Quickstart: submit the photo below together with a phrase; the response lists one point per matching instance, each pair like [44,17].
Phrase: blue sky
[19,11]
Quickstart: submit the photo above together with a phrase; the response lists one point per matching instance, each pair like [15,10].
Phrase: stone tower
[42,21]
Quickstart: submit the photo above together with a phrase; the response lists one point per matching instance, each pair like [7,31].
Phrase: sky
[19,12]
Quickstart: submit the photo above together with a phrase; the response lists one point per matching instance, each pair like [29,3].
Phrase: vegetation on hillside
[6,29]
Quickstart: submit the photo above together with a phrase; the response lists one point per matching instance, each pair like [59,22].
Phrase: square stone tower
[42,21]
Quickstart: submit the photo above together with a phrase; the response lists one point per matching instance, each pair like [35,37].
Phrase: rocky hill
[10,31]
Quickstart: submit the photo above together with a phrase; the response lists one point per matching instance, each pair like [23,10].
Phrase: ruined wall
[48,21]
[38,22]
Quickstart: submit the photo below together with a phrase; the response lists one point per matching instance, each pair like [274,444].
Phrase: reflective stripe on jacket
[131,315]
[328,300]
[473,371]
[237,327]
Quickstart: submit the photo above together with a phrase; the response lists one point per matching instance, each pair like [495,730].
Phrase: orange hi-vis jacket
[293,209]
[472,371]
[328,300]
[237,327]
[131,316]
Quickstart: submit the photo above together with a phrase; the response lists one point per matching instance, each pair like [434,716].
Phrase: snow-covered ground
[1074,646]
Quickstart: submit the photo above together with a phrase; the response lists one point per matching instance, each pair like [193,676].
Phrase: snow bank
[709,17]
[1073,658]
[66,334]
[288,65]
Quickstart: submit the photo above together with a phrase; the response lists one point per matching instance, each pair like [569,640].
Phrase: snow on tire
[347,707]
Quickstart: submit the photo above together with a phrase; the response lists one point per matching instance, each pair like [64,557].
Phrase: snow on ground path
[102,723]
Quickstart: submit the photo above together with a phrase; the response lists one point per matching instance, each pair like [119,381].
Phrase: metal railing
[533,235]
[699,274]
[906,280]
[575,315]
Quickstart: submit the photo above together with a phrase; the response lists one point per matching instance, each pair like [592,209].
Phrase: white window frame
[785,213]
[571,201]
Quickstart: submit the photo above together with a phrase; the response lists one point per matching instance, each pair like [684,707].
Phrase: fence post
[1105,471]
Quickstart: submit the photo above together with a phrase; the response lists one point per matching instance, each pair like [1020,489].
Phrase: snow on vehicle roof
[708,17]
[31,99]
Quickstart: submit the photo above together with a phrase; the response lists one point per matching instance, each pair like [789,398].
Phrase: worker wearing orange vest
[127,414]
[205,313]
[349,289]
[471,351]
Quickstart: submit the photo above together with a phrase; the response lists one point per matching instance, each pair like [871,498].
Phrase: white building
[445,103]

....

■ Set exercise:
Reproduce every row above word for word, keeping each line in its original order and form.

■ Expected output:
Quickstart: submit the photo below together with a phrase; the response lists one point per matching instance, each pair like [44,17].
Phrase: blue sky
[19,11]
Quickstart: submit the photo above together with a phrase; the response lists one point per matching instance, each pair like [15,10].
Phrase: stone tower
[42,21]
Quickstart: submit the photo above together with a phrase; the response lists one point per matching instance, each pair like [7,31].
Phrase: sky
[19,12]
Quickstart: submit the photo above together with a phrase; the response lists one point per matching instance, each pair like [29,3].
Phrase: vegetation on hillside
[6,29]
Quickstart: submit the photo above together with a phrase; the response lists one point per matching instance, each pair like [59,22].
Phrase: square stone tower
[42,21]
Quickstart: submit the photo above together with a phrase; the response lists one point per matching instance, each pair like [35,37].
Phrase: rocky hill
[10,31]
Quickstart: submit the photo above together with a phrase; the response lists one point per matching instance, each pair like [23,10].
Phrase: ruined wall
[48,21]
[38,22]
Quickstart: submit the photo below together with a phrase; the response lists one point per matching instance, each pair like [274,444].
Phrase: reflective stripe on jacket
[131,315]
[328,300]
[473,371]
[237,327]
Quickstart: submit the photo above together with a phrase; the response lists one point per matching instance, each pair like [495,730].
Phrase: orange hi-vis jacket
[293,209]
[472,371]
[328,300]
[237,327]
[131,316]
Quickstart: submit the photo above together with a phrase; the response lists one point per matching instance, each pair like [434,716].
Phrase: snow-covered ground
[1074,646]
Quickstart: submit the photo above together with a phrase; the response lists one point per matching instance, each pair like [193,676].
Phrase: snow bank
[709,17]
[1073,658]
[66,334]
[288,65]
Quickstart: submit the photo above together with a phrase; the response lists one point per matching instance, each pair like [569,640].
Phrase: snow on tire
[347,707]
Quickstart: submit the photo above together with a phrase; the response lists one point per matching instance, each pair like [64,557].
Phrase: snow on ground path
[102,723]
Quickstart: submit the photo above together with a phrase; the response lists one point per matching instance, each pair like [119,381].
Phrase: metal railing
[533,235]
[699,274]
[906,280]
[575,315]
Quickstart: submit the photo above together with a phrase; the response lists one point per matching instance, each pair like [592,209].
Phrase: white window frame
[785,213]
[571,201]
Quickstart: submit the photo above together with a phrase; the response lists one point per matching instance, each pair like [684,707].
Phrase: fence post
[1105,471]
Quickstart: submit the photo above together with a phrase; the response lists one point per matching instance, each pair like [1020,489].
Phrase: snow on vehicle roof
[708,17]
[31,99]
Quickstart: submit the photo above together with a phrase; the response lists one point per matching instance, each pair like [789,398].
Phrase: worker wearing orange vest
[127,414]
[205,313]
[349,289]
[471,351]
Quickstart: submit the photo above together with a phrase; the response lists one point per matching instance, each pair like [871,498].
Phrase: white building
[445,103]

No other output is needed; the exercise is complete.